→ Your objective
The full listing is to be transcribed exactly, with each picture left out.

→ Working data
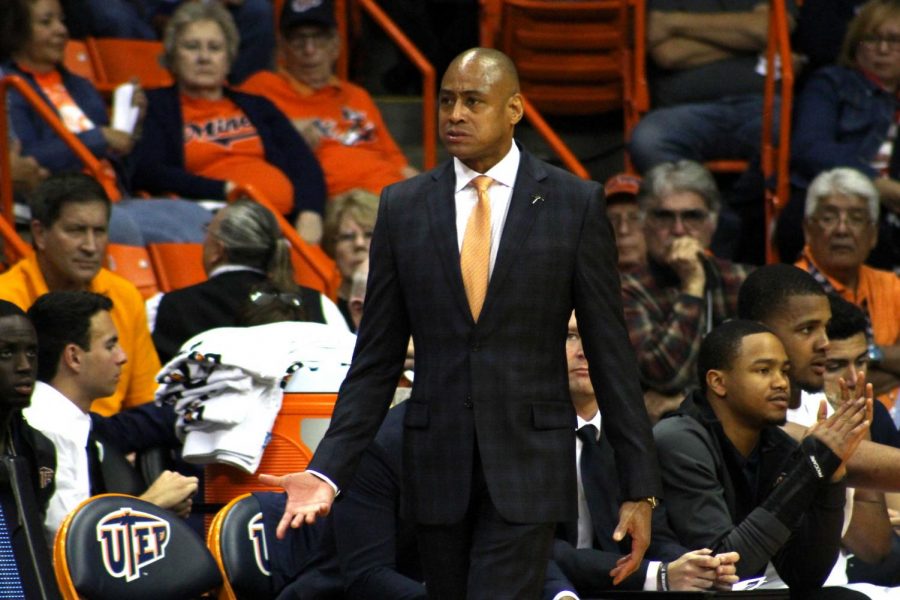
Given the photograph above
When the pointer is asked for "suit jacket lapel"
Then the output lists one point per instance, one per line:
(523, 209)
(442, 213)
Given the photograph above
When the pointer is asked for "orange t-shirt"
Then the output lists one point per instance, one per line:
(221, 143)
(355, 148)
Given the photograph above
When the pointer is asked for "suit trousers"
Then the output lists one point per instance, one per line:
(484, 556)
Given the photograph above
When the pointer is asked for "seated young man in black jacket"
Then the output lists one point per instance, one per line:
(734, 481)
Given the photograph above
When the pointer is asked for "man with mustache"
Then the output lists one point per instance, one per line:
(70, 227)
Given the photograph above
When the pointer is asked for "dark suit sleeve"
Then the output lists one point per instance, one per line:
(140, 428)
(366, 532)
(368, 389)
(613, 367)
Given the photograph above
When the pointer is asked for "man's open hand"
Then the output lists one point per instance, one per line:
(308, 498)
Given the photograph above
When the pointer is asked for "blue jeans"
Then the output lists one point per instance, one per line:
(141, 222)
(730, 128)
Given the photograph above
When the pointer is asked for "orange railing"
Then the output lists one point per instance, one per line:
(568, 158)
(93, 166)
(776, 158)
(490, 22)
(429, 125)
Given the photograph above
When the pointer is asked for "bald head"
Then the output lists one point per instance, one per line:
(496, 67)
(479, 107)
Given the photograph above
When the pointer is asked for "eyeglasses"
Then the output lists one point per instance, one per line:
(319, 39)
(351, 237)
(854, 219)
(873, 41)
(692, 218)
(632, 219)
(267, 298)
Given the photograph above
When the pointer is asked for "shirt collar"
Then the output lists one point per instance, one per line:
(52, 411)
(504, 172)
(222, 269)
(596, 421)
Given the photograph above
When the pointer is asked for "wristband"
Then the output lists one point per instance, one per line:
(662, 577)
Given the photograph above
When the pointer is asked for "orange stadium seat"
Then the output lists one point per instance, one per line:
(568, 53)
(77, 59)
(133, 263)
(177, 264)
(118, 60)
(299, 427)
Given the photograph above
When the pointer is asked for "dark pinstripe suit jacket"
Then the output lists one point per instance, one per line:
(500, 385)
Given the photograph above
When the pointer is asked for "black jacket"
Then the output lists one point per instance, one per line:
(777, 505)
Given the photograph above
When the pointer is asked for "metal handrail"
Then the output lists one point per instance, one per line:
(776, 159)
(429, 125)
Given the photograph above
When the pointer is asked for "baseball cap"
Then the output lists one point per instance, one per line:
(622, 184)
(311, 12)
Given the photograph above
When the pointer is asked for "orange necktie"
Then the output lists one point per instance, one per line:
(475, 257)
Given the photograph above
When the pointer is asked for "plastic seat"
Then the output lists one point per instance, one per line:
(299, 427)
(15, 478)
(119, 60)
(115, 546)
(238, 545)
(568, 54)
(177, 264)
(133, 263)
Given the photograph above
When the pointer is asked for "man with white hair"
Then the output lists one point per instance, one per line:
(683, 291)
(840, 229)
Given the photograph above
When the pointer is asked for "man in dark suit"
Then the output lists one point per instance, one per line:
(243, 250)
(584, 551)
(489, 428)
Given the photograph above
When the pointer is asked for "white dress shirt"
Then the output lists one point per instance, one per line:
(68, 428)
(465, 196)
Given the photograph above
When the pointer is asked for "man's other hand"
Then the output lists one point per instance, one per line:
(634, 520)
(308, 497)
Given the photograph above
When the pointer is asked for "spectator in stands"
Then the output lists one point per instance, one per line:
(141, 19)
(706, 88)
(83, 112)
(845, 117)
(80, 359)
(243, 248)
(70, 218)
(349, 222)
(624, 213)
(682, 292)
(15, 25)
(734, 481)
(76, 101)
(202, 139)
(338, 119)
(840, 230)
(584, 552)
(18, 370)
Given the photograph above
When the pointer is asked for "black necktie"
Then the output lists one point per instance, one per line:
(95, 466)
(601, 486)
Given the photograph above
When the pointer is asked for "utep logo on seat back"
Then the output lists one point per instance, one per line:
(130, 540)
(258, 539)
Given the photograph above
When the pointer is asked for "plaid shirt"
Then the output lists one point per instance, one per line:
(666, 325)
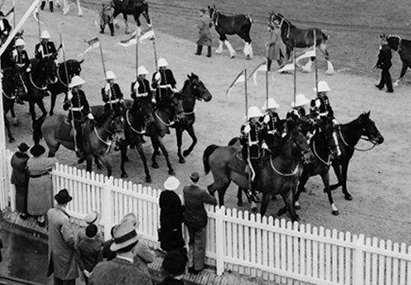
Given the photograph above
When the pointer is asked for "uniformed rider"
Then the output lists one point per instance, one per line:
(163, 82)
(271, 126)
(45, 48)
(79, 108)
(111, 94)
(142, 96)
(321, 109)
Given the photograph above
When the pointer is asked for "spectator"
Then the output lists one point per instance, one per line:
(89, 251)
(121, 270)
(106, 252)
(174, 265)
(144, 255)
(171, 216)
(62, 259)
(40, 185)
(20, 179)
(195, 218)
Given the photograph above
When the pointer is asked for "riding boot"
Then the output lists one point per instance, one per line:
(199, 49)
(111, 26)
(209, 51)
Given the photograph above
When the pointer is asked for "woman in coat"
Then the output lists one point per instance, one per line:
(40, 192)
(20, 179)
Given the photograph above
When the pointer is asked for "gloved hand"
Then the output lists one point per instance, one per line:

→ Problem solution
Given the photograph above
When the pointer is asked for "suit jacket lapel"
Then the output lists one point per instance, one per line:
(523, 209)
(442, 213)
Given the photograph above
When the pointer is asked for "orange t-shirt"
Then the output lists one point per instance, one per line:
(221, 143)
(355, 148)
Given the photograph above
When the pointer is asked for "suit trousers"
Then the output lists one point per instance, one per line:
(484, 556)
Given the photograph above
When the pointer is asked for "seated young man in black jacket"
Then the output lists one point per instance, one per line:
(734, 481)
Given the photograph above
When the pointer is asked for "man with mustache"
Then the output lists one point per instance, one per line:
(70, 227)
Given the photograph above
When the pointer is asked for "dark suit sleeve"
Then the output lists one point per instance, one per line:
(140, 428)
(366, 532)
(368, 389)
(613, 367)
Given the photograph above
When the pointer is asked for "man's open hand"
Then the output lists one point per instance, one per line:
(308, 498)
Given the photograph above
When the pointer is asked for "blue jeans"
Then the output lists one point per instance, one per line:
(141, 222)
(730, 128)
Given the photograph above
When the pointer is asked for "orange railing"
Then the output lists one point per instance, one per line:
(568, 158)
(93, 166)
(776, 158)
(490, 22)
(429, 125)
Given the photograph above
When the pointer is asked for "bald head"
Then the output lists one point per instance, one per line:
(496, 67)
(479, 107)
Given the photograph above
When the pointer is asked for "eyeglasses"
Then the output lists one point per instance, one per line:
(319, 39)
(351, 237)
(854, 219)
(873, 41)
(692, 218)
(632, 219)
(267, 298)
Given the photograph above
When the pointer is asked for "shirt collar"
Then the output lists one point per instance, one per line:
(52, 411)
(504, 172)
(222, 269)
(596, 421)
Given the photograph above
When the pointer is asked for "wristband"
Then the output lists one point per instance, one per line:
(662, 577)
Given the photograph above
When the pointer is asked for "orange stadium seat"
Then the output lists one point per instance, one per line:
(568, 53)
(77, 59)
(133, 263)
(177, 264)
(118, 60)
(299, 427)
Given the photograph above
When the pointer is asked for "dark pinstripe suit jacket"
Then the output lists one point per instance, one per line:
(500, 385)
Given the photograph above
When the pointer is asked for "black jacket"
Then the output lists one point per instance, one per line:
(777, 505)
Given the photograph above
When the pointer is asked for "metal handrail"
Then the output lists one point per instance, one per line:
(776, 159)
(429, 125)
Given the photograph above
When the pointer is asked for "baseball cap"
Then the output lists one point per instance, one per line:
(622, 184)
(311, 12)
Given the photograph above
When the pointer is asked for "orange necktie"
Then the output lists one point per instance, one per line:
(475, 257)
Given the photograph above
When the pointer is asked for "plastic seat"
Then the output lists one point per instance, one per line:
(299, 427)
(15, 478)
(119, 60)
(115, 546)
(238, 545)
(568, 54)
(177, 264)
(133, 263)
Given the photograph above
When the pointer is asked for "man with white hair"
Then the output lists one point per instance, one per line:
(683, 291)
(840, 229)
Given the photograph above
When the pointer is asked for "man in dark suit"
Then the output lists one point per instance, one per line:
(243, 250)
(584, 551)
(489, 428)
Given the photograph above
When the pointer is asked for "white dress shirt"
Then the output lists one point per instance, one per line:
(68, 428)
(465, 196)
Given the photograph above
When the pointer is asked for "man's other hand"
Then the output lists one point per instance, one per line:
(634, 520)
(308, 497)
Given the photograph above
When the pointer is asked for "spectator in stands"
Then the output lists one point per instance, one per line:
(141, 19)
(706, 88)
(83, 112)
(845, 117)
(80, 359)
(243, 248)
(70, 218)
(349, 222)
(624, 213)
(682, 292)
(15, 25)
(734, 481)
(76, 101)
(202, 139)
(338, 119)
(840, 230)
(584, 552)
(18, 370)
Given the photograph above
When the pointer is asked for "black necktie"
Then the output lists one point per instance, one per line:
(95, 466)
(601, 486)
Given the photograph above
When the pointer is asked for "utep logo on seat back"
Then the output lists one point per instance, one per line:
(130, 540)
(258, 539)
Given the photograph above
When the pointer is asked for "plaid shirt"
Then the output lists one point per instance, one per line:
(666, 325)
Given the photograph above
When the pointer is asked for "uniformed rider"
Then the output lists one point per instance, one per line:
(163, 82)
(271, 126)
(45, 48)
(79, 108)
(111, 94)
(142, 96)
(321, 109)
Given the photograph above
When the pointer is asked for "spectator"
Then the output lists one point per instance, one per line:
(89, 251)
(121, 270)
(106, 252)
(174, 265)
(144, 255)
(171, 216)
(62, 259)
(40, 185)
(20, 179)
(195, 218)
Given the photograph above
When the pointer is asked for "riding boot"
Then the output lists one point per instance, one per line:
(199, 49)
(111, 26)
(209, 51)
Given the photograph above
When the pointer is asked for "woman in coat"
Then the output lists one point per instance, one per line:
(40, 192)
(20, 179)
Given the photograph above
When the pointer is asked for "gloved hand"
Then the output lists one point per instance, one per line:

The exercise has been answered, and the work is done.